Das Regenbogenemoji 🌈 wird oft im Zusammenhang mit sogenannten Regenbogenkindern verwendet. Als Regenbogenkinder bezeichnet man Geschwisterkinder, die nach dem Verlust eines Sternenkindes geboren werden. Der Regenbogen symbolisiert das Zusammentreffen des Verlusts des Sternenkinds (Regen) und der Freude über das Regenbogenbaby (Sonne) und stellt auch eine Verbindung zum verstorbenen Geschwisterkind dar. Darüber hinaus wird die Redensart über die Regenbogenbrücke gehen als Euphemismus, also als beschönigende Umschreibung für sterben genutzt, ursprünglich und hauptsächlich in Bezug auf Tiere, doch auch bei Sternenkindern wird die Redewendung teilweise genutzt. Die neuere Forschung zeigt nämlich auch, dass es ähnliche Formulierungsmuster beim Verlust von Haustieren und nahestehenden Menschen gibt.

Multimodale Aspekte der Emoji-Nutzung

Wie bereits erwähnt, werden Emojis in der Trauerkommunikation um Sternenkinder auf Twitter generell eher selten verwendet, in Zukunft sollten diesbezüglich Vergleiche mit anderen Kommunikationsplattformen wie Instagram angestellt werden. Oftmals haben Emojis in der untersuchten Trauerkommunikation eine dekorative Funktion und sie unterstreichen teilweise das Geschriebene. Seltener gibt es multimodale Kommunikate, in denen sich Text und Bild komplementär ergänzen. Im Tweet „Wieder ein Sternenkind mehr in der Familie. Ich hätte dich gern kennengelernt, meine kleine Nichte. 🖤 ⭐️ 🕯️“ wird verbal relativ sachlich von einem Sternenkind berichtet, lediglich das Bedauern, dass es zu keinem Kennenlernen gekommen ist, wird angedeutet. Das schwarze Herz-Emoji jedoch kann als Symbol der Trauer verstanden werden, das Kerzen-Emoji als Symbol des Gedenkens.

Text und Bild können sogar noch stärker miteinander verflochten sein wie im folgenden Tweet, den ein Sternenkindfotograf verfasst hat:

Der Text wird mit CN (Content Note), einem anderen Ausdruck für Triggerwarnung eingeleitet, Totgeburt verweist auf das, was später mittels Emojis ausgedrückt wird: Von den Zwillingen ist eins verstorben, eins hat überlebt. Symbolisiert wird dies durch ein Sternen- und ein Regenbogen-Emoji sowie das schwarze Herz der Trauer und das grüne Herz der Hoffnung. Der Fotograf hat dies alles mittels Emojis und deren Farbsymbolik ausgedrückt, wobei natürlich Totgeburt zu Beginn die Interpretation leitet. Auf der Metaebene kommentiert der Fotograf seine Emoji-Nutzung mit den Worten, es sei nicht leicht, dafür die richtigen Worte zu finden.

BEREITGESTELLTE DATEN:
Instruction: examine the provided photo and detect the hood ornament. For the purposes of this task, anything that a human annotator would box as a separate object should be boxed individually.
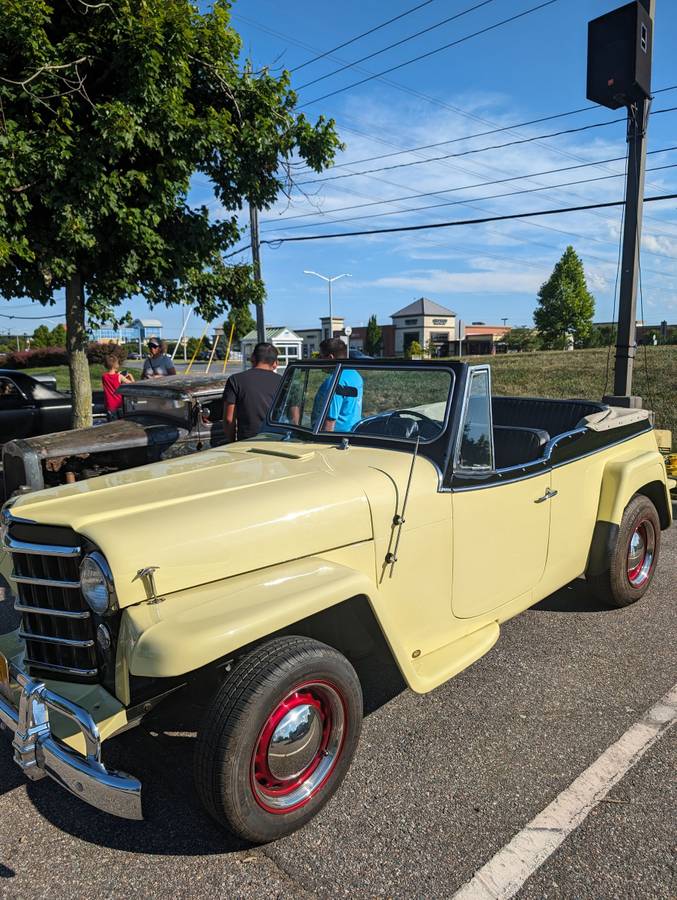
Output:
[132,566,165,603]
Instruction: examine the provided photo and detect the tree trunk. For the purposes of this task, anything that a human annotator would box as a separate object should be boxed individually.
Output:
[66,272,92,428]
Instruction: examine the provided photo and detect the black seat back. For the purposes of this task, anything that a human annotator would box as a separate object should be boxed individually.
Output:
[494,425,550,469]
[491,397,608,436]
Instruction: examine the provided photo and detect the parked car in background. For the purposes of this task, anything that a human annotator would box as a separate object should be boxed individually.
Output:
[2,375,227,497]
[0,369,106,444]
[0,360,671,842]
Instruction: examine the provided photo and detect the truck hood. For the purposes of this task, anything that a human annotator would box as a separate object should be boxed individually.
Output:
[12,440,373,606]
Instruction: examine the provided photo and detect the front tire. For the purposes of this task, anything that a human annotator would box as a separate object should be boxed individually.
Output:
[195,637,362,843]
[586,494,661,608]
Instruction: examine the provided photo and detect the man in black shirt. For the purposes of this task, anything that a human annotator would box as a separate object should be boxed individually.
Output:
[223,344,280,443]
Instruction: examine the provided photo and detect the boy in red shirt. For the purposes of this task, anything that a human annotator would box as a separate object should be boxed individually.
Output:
[101,353,134,422]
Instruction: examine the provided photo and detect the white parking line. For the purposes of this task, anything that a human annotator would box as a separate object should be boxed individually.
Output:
[453,685,677,900]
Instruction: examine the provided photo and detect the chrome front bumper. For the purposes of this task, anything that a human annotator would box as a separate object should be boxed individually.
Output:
[0,657,143,819]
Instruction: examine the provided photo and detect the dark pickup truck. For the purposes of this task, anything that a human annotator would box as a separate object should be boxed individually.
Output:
[0,369,106,444]
[2,375,227,498]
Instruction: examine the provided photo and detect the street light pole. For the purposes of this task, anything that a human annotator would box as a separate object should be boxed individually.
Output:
[303,269,353,337]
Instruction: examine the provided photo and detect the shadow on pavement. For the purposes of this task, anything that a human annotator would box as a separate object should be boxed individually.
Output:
[531,578,612,613]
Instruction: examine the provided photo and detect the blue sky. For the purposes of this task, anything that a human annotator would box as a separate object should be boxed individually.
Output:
[5,0,677,334]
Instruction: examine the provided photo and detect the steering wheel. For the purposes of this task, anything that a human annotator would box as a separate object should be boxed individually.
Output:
[388,409,440,438]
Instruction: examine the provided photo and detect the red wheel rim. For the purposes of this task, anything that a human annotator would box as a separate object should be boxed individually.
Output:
[250,681,347,814]
[626,519,656,589]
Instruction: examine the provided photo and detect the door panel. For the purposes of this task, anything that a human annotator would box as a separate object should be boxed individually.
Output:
[452,472,552,618]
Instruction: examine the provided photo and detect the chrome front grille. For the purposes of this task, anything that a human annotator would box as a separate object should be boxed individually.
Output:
[5,523,98,681]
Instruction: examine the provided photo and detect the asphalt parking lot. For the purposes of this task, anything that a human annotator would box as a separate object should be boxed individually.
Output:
[0,526,677,900]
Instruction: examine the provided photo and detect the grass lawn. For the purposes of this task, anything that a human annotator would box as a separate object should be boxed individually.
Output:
[454,346,677,435]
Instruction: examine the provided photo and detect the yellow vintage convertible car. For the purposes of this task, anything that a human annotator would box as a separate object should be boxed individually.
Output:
[0,360,671,842]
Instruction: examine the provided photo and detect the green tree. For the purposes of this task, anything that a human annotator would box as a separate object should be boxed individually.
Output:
[534,246,595,350]
[223,306,256,346]
[364,315,383,356]
[31,325,52,347]
[501,328,539,352]
[0,0,340,427]
[49,322,66,347]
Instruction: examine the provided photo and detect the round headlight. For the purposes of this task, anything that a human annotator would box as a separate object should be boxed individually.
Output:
[80,553,113,615]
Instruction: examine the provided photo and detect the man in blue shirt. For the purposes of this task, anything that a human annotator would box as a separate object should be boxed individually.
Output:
[311,338,364,432]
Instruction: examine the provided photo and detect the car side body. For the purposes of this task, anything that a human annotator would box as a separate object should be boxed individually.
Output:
[2,375,227,498]
[0,360,671,840]
[0,369,106,445]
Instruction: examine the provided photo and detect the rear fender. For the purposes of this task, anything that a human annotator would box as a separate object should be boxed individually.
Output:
[597,450,672,528]
[586,451,672,575]
[124,557,376,686]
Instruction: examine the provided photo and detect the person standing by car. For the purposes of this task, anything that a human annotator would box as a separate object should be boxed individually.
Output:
[311,338,364,431]
[223,343,280,443]
[141,337,176,378]
[101,353,134,422]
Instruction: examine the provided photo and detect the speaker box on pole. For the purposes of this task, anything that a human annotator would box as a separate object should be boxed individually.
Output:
[586,0,653,109]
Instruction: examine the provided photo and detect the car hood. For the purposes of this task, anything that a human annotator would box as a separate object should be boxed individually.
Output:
[11,419,185,459]
[12,441,373,606]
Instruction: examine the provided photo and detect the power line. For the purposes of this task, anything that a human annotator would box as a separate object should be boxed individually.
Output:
[296,106,677,187]
[294,85,677,174]
[263,145,677,227]
[296,0,495,91]
[235,13,677,187]
[298,0,559,109]
[0,313,66,321]
[301,103,596,175]
[289,0,434,72]
[261,194,677,246]
[260,163,677,231]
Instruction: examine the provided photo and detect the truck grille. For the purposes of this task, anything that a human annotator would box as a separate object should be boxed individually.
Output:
[6,523,98,681]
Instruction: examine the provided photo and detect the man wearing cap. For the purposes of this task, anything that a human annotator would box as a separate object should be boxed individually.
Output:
[141,338,176,378]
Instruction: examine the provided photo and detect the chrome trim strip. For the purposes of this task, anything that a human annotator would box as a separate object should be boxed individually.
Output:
[24,656,99,678]
[19,628,94,648]
[9,572,80,590]
[14,600,90,619]
[0,664,143,819]
[3,535,81,559]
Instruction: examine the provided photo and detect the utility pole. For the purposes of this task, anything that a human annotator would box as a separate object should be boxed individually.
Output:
[249,202,266,344]
[587,0,656,408]
[604,94,653,408]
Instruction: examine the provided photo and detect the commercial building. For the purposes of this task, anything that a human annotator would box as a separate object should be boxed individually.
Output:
[240,325,303,368]
[391,297,457,356]
[89,319,163,344]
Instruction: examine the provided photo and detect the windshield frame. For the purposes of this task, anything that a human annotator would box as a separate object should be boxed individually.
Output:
[262,359,460,472]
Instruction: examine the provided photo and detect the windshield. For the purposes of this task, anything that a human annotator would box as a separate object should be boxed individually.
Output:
[123,396,191,427]
[271,363,452,441]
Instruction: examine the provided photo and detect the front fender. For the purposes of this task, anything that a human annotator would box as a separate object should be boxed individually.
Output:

AUFGABENSTELLUNG: Kannst du im Ausgangstext alles von „Multimodale Aspekte der“ bis hinunter zu „Symbol des Gedenkens.“ überarbeitet wiedergeben, indem du „Instagram“ durch „Facebook“ ersetzt?

LÖSUNG:
Multimodale Aspekte der Emoji-Nutzung

Wie bereits erwähnt, werden Emojis in der Trauerkommunikation um Sternenkinder auf Twitter generell eher selten verwendet, in Zukunft sollten diesbezüglich Vergleiche mit anderen Kommunikationsplattformen wie Facebook angestellt werden. Oftmals haben Emojis in der untersuchten Trauerkommunikation eine dekorative Funktion und sie unterstreichen teilweise das Geschriebene. Seltener gibt es multimodale Kommunikate, in denen sich Text und Bild komplementär ergänzen. Im Tweet „Wieder ein Sternenkind mehr in der Familie. Ich hätte dich gern kennengelernt, meine kleine Nichte. 🖤 ⭐️ 🕯️“ wird verbal relativ sachlich von einem Sternenkind berichtet, lediglich das Bedauern, dass es zu keinem Kennenlernen gekommen ist, wird angedeutet. Das schwarze Herz-Emoji jedoch kann als Symbol der Trauer verstanden werden, das Kerzen-Emoji als Symbol des Gedenkens.